Lines of data
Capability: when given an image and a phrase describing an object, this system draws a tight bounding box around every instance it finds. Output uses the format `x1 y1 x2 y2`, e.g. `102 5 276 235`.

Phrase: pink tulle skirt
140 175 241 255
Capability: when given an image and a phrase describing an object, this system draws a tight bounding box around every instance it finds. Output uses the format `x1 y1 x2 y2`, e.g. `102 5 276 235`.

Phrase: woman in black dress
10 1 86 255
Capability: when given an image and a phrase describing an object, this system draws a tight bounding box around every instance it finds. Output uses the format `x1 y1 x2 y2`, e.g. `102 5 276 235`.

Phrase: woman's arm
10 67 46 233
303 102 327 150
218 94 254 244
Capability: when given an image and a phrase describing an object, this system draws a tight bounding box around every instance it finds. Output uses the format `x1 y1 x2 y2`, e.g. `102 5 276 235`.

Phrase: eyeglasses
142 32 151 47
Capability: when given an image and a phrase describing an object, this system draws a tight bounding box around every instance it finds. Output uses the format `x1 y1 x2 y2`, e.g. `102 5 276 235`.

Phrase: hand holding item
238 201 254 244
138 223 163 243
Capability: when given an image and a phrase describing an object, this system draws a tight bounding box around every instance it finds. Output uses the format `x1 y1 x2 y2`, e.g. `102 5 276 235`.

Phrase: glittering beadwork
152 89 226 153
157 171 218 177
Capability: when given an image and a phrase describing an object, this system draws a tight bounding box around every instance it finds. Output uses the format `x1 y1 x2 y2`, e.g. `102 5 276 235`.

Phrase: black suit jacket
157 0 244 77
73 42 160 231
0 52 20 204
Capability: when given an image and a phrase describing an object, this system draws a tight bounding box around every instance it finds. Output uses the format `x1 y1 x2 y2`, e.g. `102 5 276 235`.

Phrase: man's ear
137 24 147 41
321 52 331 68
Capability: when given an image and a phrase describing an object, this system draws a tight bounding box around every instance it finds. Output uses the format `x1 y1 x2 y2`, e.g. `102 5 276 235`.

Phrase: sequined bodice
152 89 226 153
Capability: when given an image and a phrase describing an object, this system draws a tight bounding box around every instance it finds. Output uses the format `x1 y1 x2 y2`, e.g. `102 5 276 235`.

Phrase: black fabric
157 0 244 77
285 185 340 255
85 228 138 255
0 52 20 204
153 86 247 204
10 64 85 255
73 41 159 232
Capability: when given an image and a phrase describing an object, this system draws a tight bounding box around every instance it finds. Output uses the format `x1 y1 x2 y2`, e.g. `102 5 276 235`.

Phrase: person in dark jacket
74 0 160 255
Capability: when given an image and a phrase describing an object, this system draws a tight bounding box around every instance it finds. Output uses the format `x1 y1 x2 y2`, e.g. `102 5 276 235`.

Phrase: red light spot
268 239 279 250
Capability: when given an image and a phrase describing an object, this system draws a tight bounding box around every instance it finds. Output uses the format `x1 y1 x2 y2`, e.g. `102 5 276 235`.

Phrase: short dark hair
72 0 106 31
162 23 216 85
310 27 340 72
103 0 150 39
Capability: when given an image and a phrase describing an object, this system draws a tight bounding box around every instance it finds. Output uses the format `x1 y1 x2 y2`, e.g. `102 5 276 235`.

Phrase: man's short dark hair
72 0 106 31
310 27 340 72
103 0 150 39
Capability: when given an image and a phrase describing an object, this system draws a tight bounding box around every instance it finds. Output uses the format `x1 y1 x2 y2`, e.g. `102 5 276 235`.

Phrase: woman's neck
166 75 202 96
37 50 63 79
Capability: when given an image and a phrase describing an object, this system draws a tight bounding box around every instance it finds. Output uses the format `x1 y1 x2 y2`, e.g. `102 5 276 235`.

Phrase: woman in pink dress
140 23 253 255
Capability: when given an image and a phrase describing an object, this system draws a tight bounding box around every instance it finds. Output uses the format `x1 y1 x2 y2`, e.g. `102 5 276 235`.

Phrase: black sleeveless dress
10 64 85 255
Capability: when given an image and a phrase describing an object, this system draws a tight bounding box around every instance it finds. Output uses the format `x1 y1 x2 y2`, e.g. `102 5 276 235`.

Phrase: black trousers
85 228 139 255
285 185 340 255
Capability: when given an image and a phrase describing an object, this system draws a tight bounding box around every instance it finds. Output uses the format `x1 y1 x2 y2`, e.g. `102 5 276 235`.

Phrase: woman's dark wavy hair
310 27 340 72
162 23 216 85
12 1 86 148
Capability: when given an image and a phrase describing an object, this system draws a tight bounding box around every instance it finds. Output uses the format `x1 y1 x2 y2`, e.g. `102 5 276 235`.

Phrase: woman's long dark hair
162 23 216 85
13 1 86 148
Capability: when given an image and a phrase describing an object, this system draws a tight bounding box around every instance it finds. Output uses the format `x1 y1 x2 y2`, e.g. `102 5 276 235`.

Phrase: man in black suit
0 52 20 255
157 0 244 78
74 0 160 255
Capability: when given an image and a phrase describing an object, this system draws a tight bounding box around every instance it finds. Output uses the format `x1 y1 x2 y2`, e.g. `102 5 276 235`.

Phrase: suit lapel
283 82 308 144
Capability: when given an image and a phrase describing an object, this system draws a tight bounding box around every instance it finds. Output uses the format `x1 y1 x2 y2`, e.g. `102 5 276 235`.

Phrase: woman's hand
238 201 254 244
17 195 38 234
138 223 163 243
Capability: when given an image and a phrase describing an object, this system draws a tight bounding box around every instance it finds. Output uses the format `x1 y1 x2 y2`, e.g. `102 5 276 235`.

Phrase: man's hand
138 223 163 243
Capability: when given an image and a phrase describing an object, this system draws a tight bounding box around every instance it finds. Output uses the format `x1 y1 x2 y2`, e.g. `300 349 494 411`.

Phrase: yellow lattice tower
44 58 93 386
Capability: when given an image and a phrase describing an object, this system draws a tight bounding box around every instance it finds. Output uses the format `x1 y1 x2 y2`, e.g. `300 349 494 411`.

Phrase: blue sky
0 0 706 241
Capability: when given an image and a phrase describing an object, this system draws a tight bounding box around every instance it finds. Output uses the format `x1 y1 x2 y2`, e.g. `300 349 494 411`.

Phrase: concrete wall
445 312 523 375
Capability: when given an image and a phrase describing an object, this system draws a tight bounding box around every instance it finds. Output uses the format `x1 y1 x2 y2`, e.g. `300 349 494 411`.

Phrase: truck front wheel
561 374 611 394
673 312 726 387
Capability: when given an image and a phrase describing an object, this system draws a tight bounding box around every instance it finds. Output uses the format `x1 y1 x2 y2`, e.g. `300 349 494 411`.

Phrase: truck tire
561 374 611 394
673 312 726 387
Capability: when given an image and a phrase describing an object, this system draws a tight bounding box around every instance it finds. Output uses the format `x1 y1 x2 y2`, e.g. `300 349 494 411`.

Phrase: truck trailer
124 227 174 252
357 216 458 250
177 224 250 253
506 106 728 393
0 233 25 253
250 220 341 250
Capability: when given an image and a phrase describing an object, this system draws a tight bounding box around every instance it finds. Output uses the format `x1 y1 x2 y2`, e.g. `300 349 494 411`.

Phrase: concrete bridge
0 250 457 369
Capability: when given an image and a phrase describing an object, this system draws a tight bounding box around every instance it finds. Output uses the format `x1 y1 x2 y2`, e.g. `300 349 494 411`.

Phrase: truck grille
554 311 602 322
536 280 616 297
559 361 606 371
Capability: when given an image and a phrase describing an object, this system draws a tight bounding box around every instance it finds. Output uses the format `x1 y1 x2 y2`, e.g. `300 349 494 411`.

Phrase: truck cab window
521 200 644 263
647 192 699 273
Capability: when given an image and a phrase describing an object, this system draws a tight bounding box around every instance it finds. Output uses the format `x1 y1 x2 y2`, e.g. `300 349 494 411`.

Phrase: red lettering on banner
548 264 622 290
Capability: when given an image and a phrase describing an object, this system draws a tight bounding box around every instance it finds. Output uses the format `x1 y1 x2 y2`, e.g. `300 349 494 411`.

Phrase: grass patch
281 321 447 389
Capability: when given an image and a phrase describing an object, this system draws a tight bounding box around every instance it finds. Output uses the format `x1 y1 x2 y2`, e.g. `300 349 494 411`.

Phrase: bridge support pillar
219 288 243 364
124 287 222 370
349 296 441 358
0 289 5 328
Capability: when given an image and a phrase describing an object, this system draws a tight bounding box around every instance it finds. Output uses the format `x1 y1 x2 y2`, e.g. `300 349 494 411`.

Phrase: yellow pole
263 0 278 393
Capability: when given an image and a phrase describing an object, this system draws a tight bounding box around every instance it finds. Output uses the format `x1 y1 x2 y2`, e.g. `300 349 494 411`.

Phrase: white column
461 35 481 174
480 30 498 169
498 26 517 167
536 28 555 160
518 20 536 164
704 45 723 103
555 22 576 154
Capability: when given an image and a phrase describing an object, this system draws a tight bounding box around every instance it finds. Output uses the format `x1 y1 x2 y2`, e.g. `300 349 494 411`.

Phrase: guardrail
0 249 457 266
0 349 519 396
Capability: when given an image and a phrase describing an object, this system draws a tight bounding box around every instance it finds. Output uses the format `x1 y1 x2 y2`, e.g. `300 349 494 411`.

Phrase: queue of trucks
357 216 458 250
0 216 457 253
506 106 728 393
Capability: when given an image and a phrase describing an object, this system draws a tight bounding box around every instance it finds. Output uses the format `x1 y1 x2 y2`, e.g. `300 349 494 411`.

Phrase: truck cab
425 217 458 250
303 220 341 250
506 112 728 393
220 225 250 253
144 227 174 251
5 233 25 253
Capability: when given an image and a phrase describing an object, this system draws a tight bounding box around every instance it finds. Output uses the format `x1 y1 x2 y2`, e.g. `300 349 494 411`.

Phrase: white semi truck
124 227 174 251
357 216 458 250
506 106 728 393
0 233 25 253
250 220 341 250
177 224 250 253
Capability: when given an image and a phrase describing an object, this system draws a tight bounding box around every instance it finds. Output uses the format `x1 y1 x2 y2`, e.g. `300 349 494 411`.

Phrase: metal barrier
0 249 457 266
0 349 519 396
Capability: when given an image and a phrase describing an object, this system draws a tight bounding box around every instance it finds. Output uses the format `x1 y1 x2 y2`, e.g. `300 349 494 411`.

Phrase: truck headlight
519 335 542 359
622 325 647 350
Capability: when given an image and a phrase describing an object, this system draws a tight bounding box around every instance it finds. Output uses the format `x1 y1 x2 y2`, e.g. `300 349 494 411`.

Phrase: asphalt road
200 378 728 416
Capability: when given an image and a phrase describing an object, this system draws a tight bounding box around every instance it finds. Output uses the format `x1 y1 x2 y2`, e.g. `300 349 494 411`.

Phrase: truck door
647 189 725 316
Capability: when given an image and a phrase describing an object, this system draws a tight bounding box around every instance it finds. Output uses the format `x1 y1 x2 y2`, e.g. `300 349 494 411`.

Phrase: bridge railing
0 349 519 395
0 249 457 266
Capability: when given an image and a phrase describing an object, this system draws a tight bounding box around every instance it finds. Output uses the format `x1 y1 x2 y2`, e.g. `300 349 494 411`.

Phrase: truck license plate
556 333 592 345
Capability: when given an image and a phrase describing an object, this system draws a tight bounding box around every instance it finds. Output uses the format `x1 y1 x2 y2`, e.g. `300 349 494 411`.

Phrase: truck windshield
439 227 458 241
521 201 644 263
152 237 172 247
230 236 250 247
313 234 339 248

Objective
Find each row above that contains the word "hand" and copy those rows out in full. Matching is case-sensitive.

Final answer
Phrase: hand holding item
Phrase: woman's hand
Phrase: man's hand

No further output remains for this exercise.